Skip to main content

Overview

A Connector is the entry point for data into Lucille. Connectors connect to source systems, read data, and generate Documents that will be processed through pipelines and eventually indexed into search engines.
Connectors are responsible for data extraction only. All data transformation happens in the Pipeline through Stages.

Connector Lifecycle

Every Connector follows a well-defined four-phase lifecycle that ensures reliable data extraction:
public interface Connector extends AutoCloseable {
    void preExecute(String runId) throws ConnectorException;
    void execute(Publisher publisher) throws ConnectorException;
    void postExecute(String runId) throws ConnectorException;
    void close() throws Exception;
}

Lifecycle Phases

Performs setup operations before document generation begins.Common uses:
  • Validate connection to source system
  • Initialize resources (database connections, file handles)
  • Record start time or checkpoint
  • Verify required permissions
Example:
@Override
public void preExecute(String runId) throws ConnectorException {
    try {
        connection = DriverManager.getConnection(jdbcUrl, username, password);
        log.info("Connected to database for run: " + runId);
    } catch (SQLException e) {
        throw new ConnectorException("Failed to connect", e);
    }
}
Important: If preExecute() throws an exception, the run fails immediately and execute() is never called.

## GIVEN DATA:
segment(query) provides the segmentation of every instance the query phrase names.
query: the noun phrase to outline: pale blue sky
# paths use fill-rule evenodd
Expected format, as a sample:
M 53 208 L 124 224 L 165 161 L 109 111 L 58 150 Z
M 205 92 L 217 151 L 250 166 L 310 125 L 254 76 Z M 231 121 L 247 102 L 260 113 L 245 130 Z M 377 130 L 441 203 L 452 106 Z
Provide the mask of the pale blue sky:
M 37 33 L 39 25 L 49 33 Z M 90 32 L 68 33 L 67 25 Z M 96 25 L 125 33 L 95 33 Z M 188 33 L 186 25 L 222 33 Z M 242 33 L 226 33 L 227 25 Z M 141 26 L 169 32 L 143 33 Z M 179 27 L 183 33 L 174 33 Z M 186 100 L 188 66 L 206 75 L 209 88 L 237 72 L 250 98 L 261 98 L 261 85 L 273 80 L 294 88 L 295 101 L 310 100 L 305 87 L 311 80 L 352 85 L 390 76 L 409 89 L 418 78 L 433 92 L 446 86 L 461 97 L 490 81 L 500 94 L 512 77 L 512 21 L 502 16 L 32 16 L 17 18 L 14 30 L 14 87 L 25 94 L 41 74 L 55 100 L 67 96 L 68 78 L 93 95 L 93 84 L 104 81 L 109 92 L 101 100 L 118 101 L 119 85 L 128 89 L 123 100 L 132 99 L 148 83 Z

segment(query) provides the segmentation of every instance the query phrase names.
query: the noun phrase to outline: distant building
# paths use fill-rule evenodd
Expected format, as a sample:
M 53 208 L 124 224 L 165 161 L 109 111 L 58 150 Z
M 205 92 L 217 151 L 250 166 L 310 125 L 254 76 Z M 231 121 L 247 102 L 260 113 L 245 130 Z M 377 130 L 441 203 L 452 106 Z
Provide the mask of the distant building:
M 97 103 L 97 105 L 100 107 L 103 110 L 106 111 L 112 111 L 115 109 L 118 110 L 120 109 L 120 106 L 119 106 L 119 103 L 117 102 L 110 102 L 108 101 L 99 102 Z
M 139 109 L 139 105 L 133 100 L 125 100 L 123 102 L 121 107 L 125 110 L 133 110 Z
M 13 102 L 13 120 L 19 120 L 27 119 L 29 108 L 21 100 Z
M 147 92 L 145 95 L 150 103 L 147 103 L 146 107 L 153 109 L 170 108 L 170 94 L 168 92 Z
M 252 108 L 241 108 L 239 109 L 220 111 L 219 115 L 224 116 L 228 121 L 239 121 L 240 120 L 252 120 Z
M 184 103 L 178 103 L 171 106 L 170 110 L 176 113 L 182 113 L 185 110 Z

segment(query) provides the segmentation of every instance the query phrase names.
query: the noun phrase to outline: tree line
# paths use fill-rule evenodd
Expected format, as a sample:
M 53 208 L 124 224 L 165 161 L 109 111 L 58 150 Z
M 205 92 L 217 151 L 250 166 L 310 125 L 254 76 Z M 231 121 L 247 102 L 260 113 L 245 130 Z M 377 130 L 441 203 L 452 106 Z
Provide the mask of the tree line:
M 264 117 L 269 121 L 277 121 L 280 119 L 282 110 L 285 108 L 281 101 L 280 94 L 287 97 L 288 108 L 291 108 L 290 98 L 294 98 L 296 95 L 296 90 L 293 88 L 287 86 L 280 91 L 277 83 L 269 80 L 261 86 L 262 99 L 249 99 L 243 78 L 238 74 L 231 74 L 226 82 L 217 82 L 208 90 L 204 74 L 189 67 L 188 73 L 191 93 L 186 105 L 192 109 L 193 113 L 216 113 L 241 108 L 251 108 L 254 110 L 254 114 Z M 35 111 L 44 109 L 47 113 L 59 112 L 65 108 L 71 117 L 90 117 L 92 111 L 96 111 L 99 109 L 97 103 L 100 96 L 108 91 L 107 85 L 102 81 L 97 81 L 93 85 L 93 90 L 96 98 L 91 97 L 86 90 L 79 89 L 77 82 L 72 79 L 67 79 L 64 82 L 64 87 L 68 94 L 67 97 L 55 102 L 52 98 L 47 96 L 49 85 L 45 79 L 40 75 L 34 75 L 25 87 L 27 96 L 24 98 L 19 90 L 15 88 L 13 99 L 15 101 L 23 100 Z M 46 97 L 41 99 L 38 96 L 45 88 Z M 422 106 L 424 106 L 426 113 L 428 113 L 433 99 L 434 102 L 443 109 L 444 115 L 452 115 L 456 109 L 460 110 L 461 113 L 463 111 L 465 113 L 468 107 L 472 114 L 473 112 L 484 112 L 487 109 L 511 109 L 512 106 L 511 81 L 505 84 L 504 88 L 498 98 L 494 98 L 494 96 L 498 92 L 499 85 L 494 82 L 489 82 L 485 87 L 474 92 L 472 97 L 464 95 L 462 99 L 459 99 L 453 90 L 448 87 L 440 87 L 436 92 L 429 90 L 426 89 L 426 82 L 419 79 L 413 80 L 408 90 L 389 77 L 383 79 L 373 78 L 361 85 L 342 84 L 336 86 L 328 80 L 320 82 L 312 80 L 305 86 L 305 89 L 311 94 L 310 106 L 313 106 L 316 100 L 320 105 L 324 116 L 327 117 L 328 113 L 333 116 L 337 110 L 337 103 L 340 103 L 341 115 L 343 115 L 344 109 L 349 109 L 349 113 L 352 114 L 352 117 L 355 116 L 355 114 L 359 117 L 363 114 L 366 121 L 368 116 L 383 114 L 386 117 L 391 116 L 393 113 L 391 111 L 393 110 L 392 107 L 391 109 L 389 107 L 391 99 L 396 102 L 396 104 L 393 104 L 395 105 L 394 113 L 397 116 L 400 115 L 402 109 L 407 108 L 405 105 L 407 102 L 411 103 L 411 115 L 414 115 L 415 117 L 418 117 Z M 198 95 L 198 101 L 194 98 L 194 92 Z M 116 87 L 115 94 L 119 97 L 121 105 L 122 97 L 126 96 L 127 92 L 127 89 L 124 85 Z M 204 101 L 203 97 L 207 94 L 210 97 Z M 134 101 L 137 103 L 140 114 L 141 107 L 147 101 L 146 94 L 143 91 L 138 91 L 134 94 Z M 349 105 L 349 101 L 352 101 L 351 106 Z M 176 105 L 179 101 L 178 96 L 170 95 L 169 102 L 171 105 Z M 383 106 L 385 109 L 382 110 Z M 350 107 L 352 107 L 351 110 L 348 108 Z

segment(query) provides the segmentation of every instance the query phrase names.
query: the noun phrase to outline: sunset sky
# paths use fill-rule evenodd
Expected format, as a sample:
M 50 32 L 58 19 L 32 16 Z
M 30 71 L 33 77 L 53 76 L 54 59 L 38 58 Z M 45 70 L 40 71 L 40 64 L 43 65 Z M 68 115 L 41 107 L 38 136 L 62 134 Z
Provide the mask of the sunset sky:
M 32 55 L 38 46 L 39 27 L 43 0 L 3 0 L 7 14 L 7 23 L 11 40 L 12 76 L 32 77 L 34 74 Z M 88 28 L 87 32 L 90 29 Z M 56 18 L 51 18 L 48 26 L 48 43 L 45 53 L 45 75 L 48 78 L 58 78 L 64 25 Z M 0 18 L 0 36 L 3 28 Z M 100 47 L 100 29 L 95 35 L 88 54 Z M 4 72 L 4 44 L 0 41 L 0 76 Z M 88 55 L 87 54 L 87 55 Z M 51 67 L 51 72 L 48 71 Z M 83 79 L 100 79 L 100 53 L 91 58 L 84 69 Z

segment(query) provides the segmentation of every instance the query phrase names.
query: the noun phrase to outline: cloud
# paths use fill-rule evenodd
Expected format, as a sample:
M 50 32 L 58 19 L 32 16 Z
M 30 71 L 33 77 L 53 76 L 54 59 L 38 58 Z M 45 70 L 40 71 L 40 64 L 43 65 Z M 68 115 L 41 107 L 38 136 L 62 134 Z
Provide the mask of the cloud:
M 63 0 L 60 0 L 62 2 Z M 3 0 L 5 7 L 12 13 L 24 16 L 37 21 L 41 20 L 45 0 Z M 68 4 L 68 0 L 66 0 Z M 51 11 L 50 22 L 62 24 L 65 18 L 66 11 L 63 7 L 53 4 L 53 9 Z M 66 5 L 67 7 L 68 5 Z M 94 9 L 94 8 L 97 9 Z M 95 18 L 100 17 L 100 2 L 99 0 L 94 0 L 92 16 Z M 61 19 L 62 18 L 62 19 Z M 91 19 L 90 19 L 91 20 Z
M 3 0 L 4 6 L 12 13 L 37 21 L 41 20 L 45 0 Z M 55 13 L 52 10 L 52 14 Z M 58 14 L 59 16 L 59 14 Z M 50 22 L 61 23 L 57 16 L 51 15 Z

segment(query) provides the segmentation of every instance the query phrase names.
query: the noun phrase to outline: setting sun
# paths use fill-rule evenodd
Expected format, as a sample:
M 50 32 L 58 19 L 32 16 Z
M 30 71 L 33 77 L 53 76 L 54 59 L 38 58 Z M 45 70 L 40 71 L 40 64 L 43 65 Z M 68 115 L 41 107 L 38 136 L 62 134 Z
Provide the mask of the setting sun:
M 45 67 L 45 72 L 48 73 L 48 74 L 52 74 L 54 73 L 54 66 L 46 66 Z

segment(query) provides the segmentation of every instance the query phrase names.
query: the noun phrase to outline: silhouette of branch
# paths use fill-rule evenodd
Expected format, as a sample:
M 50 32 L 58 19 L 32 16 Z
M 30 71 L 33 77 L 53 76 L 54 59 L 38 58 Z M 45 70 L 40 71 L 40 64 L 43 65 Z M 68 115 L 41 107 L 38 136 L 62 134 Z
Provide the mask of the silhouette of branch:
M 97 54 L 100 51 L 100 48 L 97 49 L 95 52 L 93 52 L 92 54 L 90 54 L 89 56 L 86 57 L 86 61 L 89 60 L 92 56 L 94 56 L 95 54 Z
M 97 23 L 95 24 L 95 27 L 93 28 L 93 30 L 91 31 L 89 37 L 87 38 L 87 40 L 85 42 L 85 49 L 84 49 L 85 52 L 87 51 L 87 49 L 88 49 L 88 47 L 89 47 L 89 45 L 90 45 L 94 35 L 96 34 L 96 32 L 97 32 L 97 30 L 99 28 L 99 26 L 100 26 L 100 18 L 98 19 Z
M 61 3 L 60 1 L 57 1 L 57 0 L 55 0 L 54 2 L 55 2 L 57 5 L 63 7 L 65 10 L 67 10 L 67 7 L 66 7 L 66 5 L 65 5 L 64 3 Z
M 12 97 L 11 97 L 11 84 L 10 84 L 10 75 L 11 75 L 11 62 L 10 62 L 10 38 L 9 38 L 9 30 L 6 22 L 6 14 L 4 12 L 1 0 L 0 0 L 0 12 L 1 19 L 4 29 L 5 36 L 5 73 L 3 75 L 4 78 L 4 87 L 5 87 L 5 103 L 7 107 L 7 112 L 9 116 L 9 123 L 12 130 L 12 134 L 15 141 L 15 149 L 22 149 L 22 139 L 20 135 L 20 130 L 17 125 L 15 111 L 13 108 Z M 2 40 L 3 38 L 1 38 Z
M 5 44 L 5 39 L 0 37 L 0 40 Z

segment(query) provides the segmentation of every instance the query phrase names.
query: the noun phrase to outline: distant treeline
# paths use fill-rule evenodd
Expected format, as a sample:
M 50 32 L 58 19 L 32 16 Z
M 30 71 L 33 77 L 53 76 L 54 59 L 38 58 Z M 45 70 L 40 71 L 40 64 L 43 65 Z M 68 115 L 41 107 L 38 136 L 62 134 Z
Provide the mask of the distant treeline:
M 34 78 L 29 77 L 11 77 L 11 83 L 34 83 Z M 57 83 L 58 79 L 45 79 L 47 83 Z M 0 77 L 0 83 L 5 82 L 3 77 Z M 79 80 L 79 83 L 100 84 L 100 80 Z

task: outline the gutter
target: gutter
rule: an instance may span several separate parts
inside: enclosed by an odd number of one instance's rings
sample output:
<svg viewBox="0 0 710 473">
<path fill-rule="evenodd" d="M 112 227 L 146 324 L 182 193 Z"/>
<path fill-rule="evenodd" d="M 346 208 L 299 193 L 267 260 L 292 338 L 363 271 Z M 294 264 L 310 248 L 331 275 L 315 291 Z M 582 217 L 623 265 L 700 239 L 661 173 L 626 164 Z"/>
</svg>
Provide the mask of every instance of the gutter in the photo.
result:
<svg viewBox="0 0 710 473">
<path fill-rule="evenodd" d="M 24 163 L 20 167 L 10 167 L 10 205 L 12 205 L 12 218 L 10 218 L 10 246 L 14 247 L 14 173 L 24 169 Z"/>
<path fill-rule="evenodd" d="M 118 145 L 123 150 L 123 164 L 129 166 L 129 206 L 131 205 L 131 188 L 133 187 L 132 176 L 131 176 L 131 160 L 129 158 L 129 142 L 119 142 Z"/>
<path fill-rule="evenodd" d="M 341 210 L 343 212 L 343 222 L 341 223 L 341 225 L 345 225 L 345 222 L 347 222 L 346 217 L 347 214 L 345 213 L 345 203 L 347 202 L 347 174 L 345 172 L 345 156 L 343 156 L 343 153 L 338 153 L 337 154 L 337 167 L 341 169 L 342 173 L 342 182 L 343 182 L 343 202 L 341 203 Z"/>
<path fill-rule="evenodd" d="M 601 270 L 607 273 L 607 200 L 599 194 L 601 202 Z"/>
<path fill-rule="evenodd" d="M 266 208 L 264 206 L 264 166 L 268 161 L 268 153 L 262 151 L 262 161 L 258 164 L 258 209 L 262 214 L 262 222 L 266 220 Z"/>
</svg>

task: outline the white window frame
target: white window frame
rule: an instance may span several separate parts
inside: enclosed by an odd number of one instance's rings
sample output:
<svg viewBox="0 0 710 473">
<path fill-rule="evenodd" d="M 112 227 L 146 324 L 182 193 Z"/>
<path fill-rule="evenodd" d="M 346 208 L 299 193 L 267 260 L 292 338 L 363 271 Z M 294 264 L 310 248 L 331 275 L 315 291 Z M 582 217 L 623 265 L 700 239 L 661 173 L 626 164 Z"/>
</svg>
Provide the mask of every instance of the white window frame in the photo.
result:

## GOALS:
- a) Render this sentence from the Lucille connector documentation in Spanish: "Connectors are responsible for data extraction only."
- b) Write the next part of the Lucille connector documentation, picking up after its last sentence.
The records play no part in these tasks.

## EXERCISE RESULTS:
- a) Los conectores se encargan únicamente de la extracción de datos.

- b)
The main execution phase where documents are generated and published.Responsibilities:
  • Read data from the source system
  • Create Document objects with appropriate IDs and fields
  • Publish documents via the provided Publisher
  • Handle pagination, batching, or streaming as needed
Example:
@Override
public void execute(Publisher publisher) throws ConnectorException {
    try (ResultSet rs = statement.executeQuery(query)) {
        while (rs.next()) {
            Document doc = Document.create(rs.getString("id"), getRunId());
            doc.setField("title", rs.getString("title"));
            doc.setField("content", rs.getString("content"));
            publisher.publish(doc);
        }
    } catch (Exception e) {
        throw new ConnectorException("Error reading data", e);
    }
}
Important: Only called if preExecute() succeeds. Exceptions cause the run to fail.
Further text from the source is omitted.